* BEGIN RECORDS SHOWN *

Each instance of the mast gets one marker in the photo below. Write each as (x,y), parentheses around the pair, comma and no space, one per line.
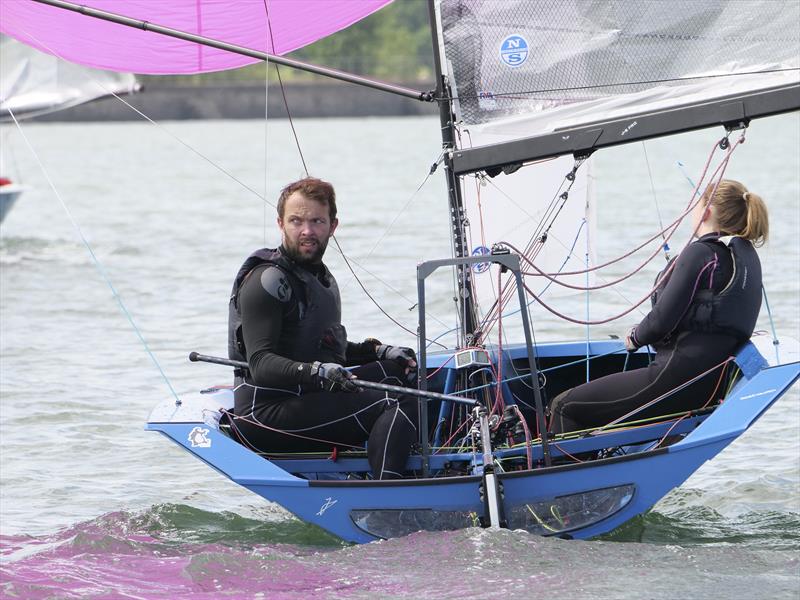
(458,220)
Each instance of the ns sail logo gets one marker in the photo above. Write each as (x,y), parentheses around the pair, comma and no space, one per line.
(514,50)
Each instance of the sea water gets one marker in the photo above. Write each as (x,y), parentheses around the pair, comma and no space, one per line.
(92,506)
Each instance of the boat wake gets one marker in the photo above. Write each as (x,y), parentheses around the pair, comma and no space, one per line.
(175,550)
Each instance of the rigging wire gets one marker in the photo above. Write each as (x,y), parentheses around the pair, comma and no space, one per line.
(655,200)
(378,306)
(96,261)
(283,91)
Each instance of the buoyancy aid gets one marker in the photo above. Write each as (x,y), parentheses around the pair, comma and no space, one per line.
(312,329)
(734,309)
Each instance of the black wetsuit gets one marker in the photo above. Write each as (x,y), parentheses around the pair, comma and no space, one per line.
(703,311)
(290,318)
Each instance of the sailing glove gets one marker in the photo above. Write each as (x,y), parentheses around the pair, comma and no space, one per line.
(630,341)
(404,356)
(333,377)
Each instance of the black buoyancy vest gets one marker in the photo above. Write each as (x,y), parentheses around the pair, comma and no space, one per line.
(734,310)
(313,331)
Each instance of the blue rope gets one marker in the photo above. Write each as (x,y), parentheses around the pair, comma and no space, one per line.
(775,341)
(96,261)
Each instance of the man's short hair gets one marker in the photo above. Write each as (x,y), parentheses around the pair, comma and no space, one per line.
(313,189)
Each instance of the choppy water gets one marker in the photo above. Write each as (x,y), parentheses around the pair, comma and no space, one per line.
(92,506)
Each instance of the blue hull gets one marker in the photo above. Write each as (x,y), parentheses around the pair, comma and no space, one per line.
(578,500)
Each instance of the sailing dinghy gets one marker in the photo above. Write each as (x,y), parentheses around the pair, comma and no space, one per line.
(33,84)
(528,91)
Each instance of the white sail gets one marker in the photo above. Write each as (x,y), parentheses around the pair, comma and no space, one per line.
(564,63)
(33,83)
(521,69)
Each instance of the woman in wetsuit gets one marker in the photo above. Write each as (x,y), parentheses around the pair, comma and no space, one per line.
(705,307)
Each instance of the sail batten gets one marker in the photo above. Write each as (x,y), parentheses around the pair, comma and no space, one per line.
(583,140)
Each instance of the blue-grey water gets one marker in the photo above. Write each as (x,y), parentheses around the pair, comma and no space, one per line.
(93,506)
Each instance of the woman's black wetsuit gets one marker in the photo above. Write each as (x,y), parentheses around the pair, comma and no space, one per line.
(290,318)
(703,311)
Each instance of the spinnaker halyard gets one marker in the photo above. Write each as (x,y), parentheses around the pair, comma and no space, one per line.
(528,92)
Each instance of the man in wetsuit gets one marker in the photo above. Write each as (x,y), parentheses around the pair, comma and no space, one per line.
(705,308)
(285,320)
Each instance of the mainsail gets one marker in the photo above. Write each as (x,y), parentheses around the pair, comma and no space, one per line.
(584,71)
(535,79)
(34,83)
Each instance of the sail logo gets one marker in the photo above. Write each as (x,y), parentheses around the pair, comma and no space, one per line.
(481,267)
(514,50)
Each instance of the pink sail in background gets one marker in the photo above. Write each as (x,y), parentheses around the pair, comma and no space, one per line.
(96,43)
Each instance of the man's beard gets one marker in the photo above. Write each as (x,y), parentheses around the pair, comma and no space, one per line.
(293,251)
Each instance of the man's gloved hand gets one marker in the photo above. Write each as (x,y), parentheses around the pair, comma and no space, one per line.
(333,377)
(630,341)
(399,354)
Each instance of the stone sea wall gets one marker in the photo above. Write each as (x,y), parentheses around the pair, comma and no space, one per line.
(246,101)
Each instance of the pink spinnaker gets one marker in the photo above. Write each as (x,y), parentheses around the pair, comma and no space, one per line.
(96,43)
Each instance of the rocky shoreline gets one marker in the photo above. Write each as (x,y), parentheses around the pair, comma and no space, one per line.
(246,101)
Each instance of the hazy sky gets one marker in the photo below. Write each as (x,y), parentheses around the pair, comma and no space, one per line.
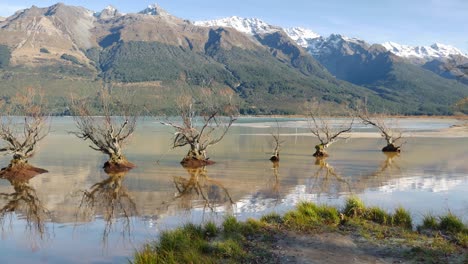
(412,22)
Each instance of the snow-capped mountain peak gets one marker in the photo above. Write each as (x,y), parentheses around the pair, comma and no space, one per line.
(435,51)
(301,36)
(251,26)
(154,10)
(107,12)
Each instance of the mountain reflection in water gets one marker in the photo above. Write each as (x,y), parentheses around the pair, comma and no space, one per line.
(86,208)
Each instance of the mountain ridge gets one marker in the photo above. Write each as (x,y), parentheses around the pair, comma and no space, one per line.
(272,72)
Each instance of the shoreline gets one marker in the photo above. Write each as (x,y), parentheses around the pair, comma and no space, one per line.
(316,234)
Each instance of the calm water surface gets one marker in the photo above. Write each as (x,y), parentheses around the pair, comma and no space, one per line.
(76,213)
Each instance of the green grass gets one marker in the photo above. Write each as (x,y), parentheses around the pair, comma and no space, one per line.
(429,222)
(354,207)
(451,223)
(402,218)
(252,241)
(378,215)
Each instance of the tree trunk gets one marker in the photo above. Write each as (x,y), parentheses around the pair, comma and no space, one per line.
(195,158)
(19,169)
(320,151)
(391,148)
(117,163)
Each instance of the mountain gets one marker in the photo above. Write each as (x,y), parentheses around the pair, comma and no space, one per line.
(251,26)
(154,10)
(71,49)
(301,36)
(394,78)
(423,53)
(107,13)
(157,56)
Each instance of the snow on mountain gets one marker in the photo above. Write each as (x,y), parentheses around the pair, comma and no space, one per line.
(251,26)
(327,45)
(154,10)
(434,51)
(301,36)
(108,12)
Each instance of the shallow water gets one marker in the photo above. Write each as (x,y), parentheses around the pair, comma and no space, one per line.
(107,225)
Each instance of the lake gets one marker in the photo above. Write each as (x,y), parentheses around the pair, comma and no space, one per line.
(76,213)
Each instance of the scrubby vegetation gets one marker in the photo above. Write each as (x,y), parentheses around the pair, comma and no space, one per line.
(437,240)
(5,56)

* END RECORDS SHOWN *

OBJECTIVE:
Turn all of the material above into a Markdown table with the columns Row and Line, one numbered row per line, skipping blank lines. Leave the pictures out of the table.

RESULT:
| Row | Line |
|---|---|
| 1 | Each instance of the mast gets one marker in the photo below. Write each as (x,y), parentheses around the pair, comma and no space, one per line. |
| 2 | (458,220) |
| 3 | Each instance of the ns sail logo gets one marker in the photo above. Write each as (x,y), parentheses around the pair, comma and no space, one per line. |
| 4 | (514,50) |
| 5 | Each instance of the sea water gets one marker in the photo above. Write each as (x,y), parentheses around the pair, comma and no space, one per line. |
| 6 | (92,506) |
| 7 | Each instance of the boat wake gets one marker in the photo above. Write each as (x,y), parentheses around the pair, comma and no space, one per line. |
| 8 | (175,550) |
| 9 | Each instance of the rigging wire gets one marker in the photo above. Write each as (x,y), parentheses around the pair, comma and no space, one per line. |
| 10 | (655,200) |
| 11 | (378,306) |
| 12 | (96,261) |
| 13 | (283,91) |
| 14 | Each instance of the buoyancy aid gets one marker in the photo above. Write each as (x,y), parentheses around the pair, comma and no space, one per line. |
| 15 | (312,329) |
| 16 | (734,309) |
| 17 | Each instance of the black wetsuit gets one marker in the photo above. Write each as (x,y), parentheses around the pair, comma and no space, one per line. |
| 18 | (703,311) |
| 19 | (290,318) |
| 20 | Each instance of the sailing glove gets one marker in the photo above. Write each as (x,y), parentheses around the pair, comma and no space, one per line. |
| 21 | (630,341) |
| 22 | (404,356) |
| 23 | (333,377) |
| 24 | Each instance of the black buoyancy vest gets one marker in the photo above. Write each as (x,y), parentheses around the pair, comma and no space, one per line. |
| 25 | (734,310) |
| 26 | (313,331) |
| 27 | Each instance of the blue rope gets one marker in the photo above. Write each as (x,y), parentheses around the pair, comma and no space, one per line. |
| 28 | (775,341) |
| 29 | (96,261) |
| 30 | Each instance of the man's short hair gets one marker in the photo above. Write each as (x,y), parentheses around the pair, comma and no space, one per line. |
| 31 | (313,189) |
| 32 | Each instance of the choppy water gets one marker in the photo above. Write each as (x,y), parentheses around the pair, comma and no space, one per line. |
| 33 | (92,506) |
| 34 | Each instance of the blue hull gets one marker in the photo above. Write each as (x,y), parentheses around the pair, comma and no space, one per line. |
| 35 | (578,500) |
| 36 | Each instance of the sailing dinghy gets one marker in the photo above. Write each as (x,y), parentheses around the pair, comma and no space, one per line. |
| 37 | (33,84) |
| 38 | (528,91) |
| 39 | Each instance of the white sail gets one marker in the photo above. Write each as (x,y), parentheses around the pair, comma and no space, one per line. |
| 40 | (564,63) |
| 41 | (33,83) |
| 42 | (521,69) |
| 43 | Each instance of the woman in wetsuit gets one marker in the photo above. Write each as (x,y), parentheses around the pair, comma and no space, one per line. |
| 44 | (705,307) |
| 45 | Each instance of the sail batten gets one marker in the photo above. Write each as (x,y), parentheses around the pair, comma and no space, one per line. |
| 46 | (583,140) |
| 47 | Each instance of the blue-grey water gets one marker in the photo above. Write each as (x,y), parentheses around the pair, comma and no space, one per line. |
| 48 | (93,506) |
| 49 | Each instance of the woman's black wetsuit gets one marker in the photo above. Write each as (x,y), parentheses around the pair, comma and no space, one per line. |
| 50 | (290,318) |
| 51 | (703,311) |
| 52 | Each instance of the spinnaker halyard gets one marker in the photo above. Write each as (x,y), parentheses around the pair, comma and no space, one per line. |
| 53 | (528,92) |
| 54 | Each instance of the man in wetsuit gets one marker in the photo above. Write each as (x,y), parentheses around the pair, comma and no space, one per line. |
| 55 | (705,308) |
| 56 | (285,320) |
| 57 | Each instance of the mainsail gets one marker in the photo above. Write each as (x,y), parentheses around the pair, comma and no space, one per line. |
| 58 | (584,71) |
| 59 | (535,79) |
| 60 | (34,83) |
| 61 | Each instance of the sail logo gets one marker in the photo above. Write each as (x,y), parentheses around the pair, comma and no space, one per line. |
| 62 | (481,267) |
| 63 | (514,50) |
| 64 | Each instance of the pink sail in background gets one marker in the photo above. Write each as (x,y), parentheses around the pair, comma and no space, one per line. |
| 65 | (96,43) |
| 66 | Each instance of the man's beard gets one marker in the photo above. Write each as (x,y), parentheses around the pair, comma and no space, one per line. |
| 67 | (293,251) |
| 68 | Each instance of the man's gloved hand gets one marker in the photo above. Write each as (x,y), parentheses around the pair, comma and no space, one per line. |
| 69 | (333,377) |
| 70 | (630,341) |
| 71 | (399,354) |
| 72 | Each instance of the stone sea wall gets one marker in the photo above. Write each as (x,y), parentheses around the pair, comma and no space, one per line. |
| 73 | (246,101) |
| 74 | Each instance of the pink spinnaker gets one marker in the photo above. Write each as (x,y), parentheses around the pair, comma and no space, one per line. |
| 75 | (96,43) |
| 76 | Each instance of the rocky shoreline gets one marker in the photo above. Write each as (x,y), parentheses around the pair, comma and no space, one per line. |
| 77 | (246,101) |
| 78 | Each instance of the hazy sky gets one marker in the photo below. Write each as (x,y), parentheses around the pair, comma and no space, one per line. |
| 79 | (412,22) |
| 80 | Each instance of the snow-capped mountain peak gets one marker in the photo above. Write each as (x,y), parentheses around the pair, comma and no space, one per line. |
| 81 | (435,51) |
| 82 | (301,36) |
| 83 | (251,26) |
| 84 | (154,10) |
| 85 | (107,12) |
| 86 | Each instance of the mountain reflection in water gets one marker in the photo above. Write each as (x,y), parentheses around the pair, comma and no space, one per line. |
| 87 | (86,208) |
| 88 | Each instance of the mountain ridge gets one marker in the photo above. Write each as (x,y), parentheses around the pair, comma and no space, one per line. |
| 89 | (272,72) |
| 90 | Each instance of the shoreline gets one marker in the photo above. Write each as (x,y), parentheses around the pair, comma and no space, one per line. |
| 91 | (316,234) |
| 92 | Each instance of the calm water surface gets one marker in the photo above. Write each as (x,y), parentheses around the pair, comma and no space, one per line. |
| 93 | (76,213) |
| 94 | Each instance of the green grass gets one marker in the photo above. Write each as (x,y), parentheses around the pair, comma and no space, one per line. |
| 95 | (429,222) |
| 96 | (354,207) |
| 97 | (451,223) |
| 98 | (402,218) |
| 99 | (252,241) |
| 100 | (378,215) |
| 101 | Each instance of the tree trunk gets one marker in the photo above. Write each as (x,y), parentheses around the pair, comma and no space, one per line. |
| 102 | (195,158) |
| 103 | (19,169) |
| 104 | (320,151) |
| 105 | (391,148) |
| 106 | (117,163) |
| 107 | Each instance of the mountain gets one marker in the photo above. Write each as (x,y), parentheses around the pair, comma and no space, one per line. |
| 108 | (251,26) |
| 109 | (154,10) |
| 110 | (71,49) |
| 111 | (301,36) |
| 112 | (394,78) |
| 113 | (423,53) |
| 114 | (107,13) |
| 115 | (157,56) |
| 116 | Each instance of the snow on mountain gets one marker in the photo above. Write each as (x,y), parentheses around the pair, comma and no space, one per line. |
| 117 | (251,26) |
| 118 | (327,45) |
| 119 | (154,10) |
| 120 | (434,51) |
| 121 | (301,36) |
| 122 | (108,12) |
| 123 | Each instance of the shallow water gets one marker in the photo above. Write each as (x,y), parentheses around the pair, comma and no space, one per line. |
| 124 | (107,225) |
| 125 | Each instance of the lake gets one marker in the photo above. Write each as (x,y), parentheses around the pair, comma and no space, one per line. |
| 126 | (76,213) |
| 127 | Each instance of the scrubby vegetation gets one marker in the photo above. Write each as (x,y), parentheses around the pair, comma and no space, one per line. |
| 128 | (437,240) |
| 129 | (5,56) |